* [Passage shown]
Having said that, to me that plant looks like an indeterminate hybrid. When I think of NLD ¨sativa plants¨ I think of Neville’s Haze. When I think of NLD landraces or heirloom varieties, I think of Highland Thai or Original Haze, respectively. At least the Gold Tiger version 3 Thai leaning version that I had appeared to be alienish to the eyes of people accustomed to modern hybrids and similar to wild jungle plants. So, without barring the possibility of any inherited hybridization that might have happened decades ago in these very places of origin or that indeed some of these collectives have introduced non NLD genes onto these heirlooms, it is still possible to find long flowering representations that resemble the varieties of old.

* [Data segment]

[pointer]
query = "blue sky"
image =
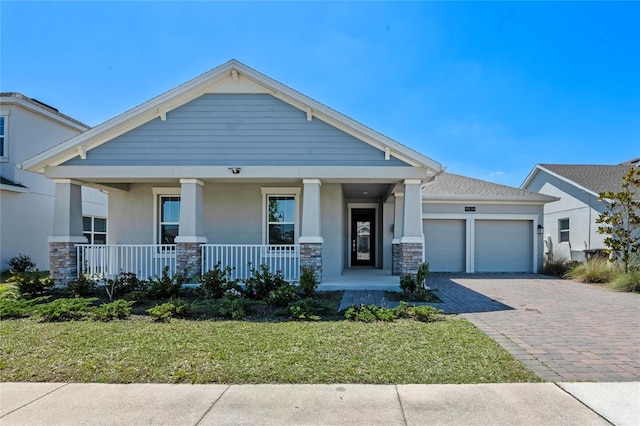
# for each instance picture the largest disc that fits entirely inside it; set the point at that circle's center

* [Assignment A] Do these statements agree with the passage on NLD cannabis varieties? (i) The writer associates NLD "sativa plants" with Neville's Haze. (ii) The writer gives Original Haze as an example of a landrace rather than an heirloom variety. (iii) The writer rules out any hybridization that may have happened decades ago in the places of origin. Answer yes or no for each, quoting the deciding words of the passage.
* [Assignment B] Can you carry on the passage on NLD cannabis varieties from its last sentence?

* [Written response A]
(i) Yes: "I think of Neville’s Haze"
(ii) No: "I think of Highland Thai or Original Haze, respectively"
(iii) No: "without barring the possibility of any inherited hybridization that might have happened decades ago in these very places of origin"

* [Written response B]
It can also be said that, until we here do the experiment ourselves, that is, and as I have stated to other members like Upstate before, until we can fully discard the possibility that through extensive selection and sufficient populations a breeder can or can´t find faster flowering phenotypes within the strictly NLD gene-pool, adapted to a certain environment, or until we can map genomes of plants for fairly accurate and cheap costs, we might never really know if the suspicions that the plants have non NLD genes is the result of a lack of information, a real fact occuring decades before these collectives receiving them, or if indeed they introduced non NLD genes into these lines.

Until then and, to be honest, I would just rather enjoy it all with a grain of salt and select towards what i am interested, which will always be the more complex and longer flowering phenotypes.